Written instruction A:
Answer the following about the Charades-STA code excerpt, one line each:
(i) What value is assigned to min_length?
(ii) What figure size is passed to plt.subplots?
(iii) What text is set as the y-axis label of ax1?
Written instruction B:
Write the next lines of the Charades-STA code excerpt, continuing after its final line.

In training the results look as follows:

In [None]:
# Variables to edit
min_length = 3
max_length = 80
num_scales = 5
max_stride = min(min_length * num_scales, max_length)
strides = range(0, max_stride)
strides = [2**i for i in range(0, max_stride) if 2**i < max_stride]
strides = [1, 2, 3, 4, 5, 6, 8, 12]

annotation_file = '../data/raw/charades/charades_sta_train.txt'
features_file = '/home/escorciav/datasets/charades/features/resnet101-openimages_5fps_320x240.h5'

import matplotlib.pyplot as plt
from tqdm import tqdm
%matplotlib inline
font_size = 12
COLOR_2ND_AXIS = 'red' 
IOU_COLORS = ['blue', 'orange', 'green']
iou_thresholds = IOU_THRESHOLDS
assert len(IOU_COLORS) - 1 == len(iou_thresholds)

instances = parse_charades_sta(annotation_file)
videos_df, instances_df = make_annotations_df(instances, features_file)

recalls = []
search_space = []
for stride in tqdm(strides):
    recall_iou, search_space_stats = recall_bound_and_search_space(
        videos_df, instances_df, stride,
        length=min_length, scale=num_scales)
    recalls.append(recall_iou)
    search_space.append(search_space_stats)
search_space = np.vstack(search_space)
recalls = np.vstack(recalls)
recalls = np.column_stack([recalls, recalls.mean(axis=1)])

fig, ax1 = plt.subplots(figsize=(21, 7))
for i, iou in enumerate(iou_thresholds + [None]):
    ls, label, color = '-', f'tIOU={iou}', IOU_COLORS[i]
    if i == len(IOU_COLORS) - 1:
        ls, label = '-.', 'avg tIOU'
    ax1.plot(strides, recalls[:, i], ls=ls,
             color=color, label=label)
ax1.set_xlabel('stride', fontsize=font_size)
ax1.set_ylabel('Avg recall', fontsize=font_size)
ax1.tick_params('y')

Data:
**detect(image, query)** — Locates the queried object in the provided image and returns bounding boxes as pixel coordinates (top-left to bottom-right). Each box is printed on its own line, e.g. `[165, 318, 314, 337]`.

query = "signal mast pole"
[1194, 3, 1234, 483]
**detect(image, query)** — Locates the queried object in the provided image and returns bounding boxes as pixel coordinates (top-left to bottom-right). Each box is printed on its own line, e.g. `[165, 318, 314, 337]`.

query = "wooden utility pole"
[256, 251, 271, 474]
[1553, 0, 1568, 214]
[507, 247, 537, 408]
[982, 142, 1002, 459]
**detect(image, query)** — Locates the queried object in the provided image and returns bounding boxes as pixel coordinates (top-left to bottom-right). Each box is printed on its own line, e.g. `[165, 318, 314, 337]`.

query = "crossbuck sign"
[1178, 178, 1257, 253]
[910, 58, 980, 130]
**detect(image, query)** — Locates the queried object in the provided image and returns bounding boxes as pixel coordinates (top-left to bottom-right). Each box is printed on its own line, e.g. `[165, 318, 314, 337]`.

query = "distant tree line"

Task result A:
(i) 3
(ii) (21, 7)
(iii) 'Avg recall'

Task result B:
ax2 = ax1.twinx()
ax2.plot(strides, search_space[:, 0], ls='--', color=COLOR_2ND_AXIS)
ax2.set_ylabel('Median size of search space',
               color=COLOR_2ND_AXIS, fontsize=font_size)
ax2.tick_params('y', colors='r')
for tick in (ax1.xaxis.get_major_ticks() + 
             ax1.yaxis.get_major_ticks() +
             ax2.yaxis.get_major_ticks()):
    tick.label.set_fontsize(font_size)

To get an idea of the values

In [None]:
info = {'Stride': np.array(strides)}
for i in range(recalls.shape[1]):
    if i > (len(iou_thresholds) - 1):
        iou = f'Avg({iou_thresholds[0]}, {iou_thresholds[-1]})'
    else:
        iou = iou_thresholds[i]
    info[f'R@{iou}'] = recalls[:, i]
for i, label in enumerate(['(median)', '(std)']):
    info[f'Search space size {label}'] = search_space[:, i]
display(pd.DataFrame(info))

Let's make sure that the results look similar in testing a.k.a. there is _NOT_ distribution (training v.s. testing) miss-match.

In [None]:
annotation_file = '../data/raw/charades/charades_sta_test.txt'

import matplotlib.pyplot as plt
from tqdm import tqdm
%matplotlib inline
font_size = 12
COLOR_2ND_AXIS = 'red' 
IOU_COLORS = ['blue', 'orange', 'green']
iou_thresholds = IOU_THRESHOLDS
assert len(IOU_COLORS) - 1 == len(iou_thresholds)

instances = parse_charades_sta(annotation_file)
videos_df, instances_df = make_annotations_df(instances, features_file)

recalls = []
search_space = []
for stride in tqdm(strides):
    recall_iou, search_space_stats = recall_bound_and_search_space(
        videos_df, instances_df, stride,
        length=min_length, scale=num_scales)
    recalls.append(recall_iou)
    search_space.append(search_space_stats)
search_space = np.vstack(search_space)
recalls = np.vstack(recalls)
recalls = np.column_stack([recalls, recalls.mean(axis=1)])

fig, ax1 = plt.subplots(figsize=(21, 7))
for i, iou in enumerate(iou_thresholds + [None]):
    ls, label, color = '-', f'tIOU={iou}', IOU_COLORS[i]
    if i == len(IOU_COLORS) - 1:
        ls, label = '-.', 'avg tIOU'
    ax1.plot(strides, recalls[:, i], ls=ls,
             color=color, label=label)
ax1.set_xlabel('stride', fontsize=font_size)
ax1.set_ylabel('Avg recall', fontsize=font_size)
ax1.tick_params('y')
ax2 = ax1.twinx()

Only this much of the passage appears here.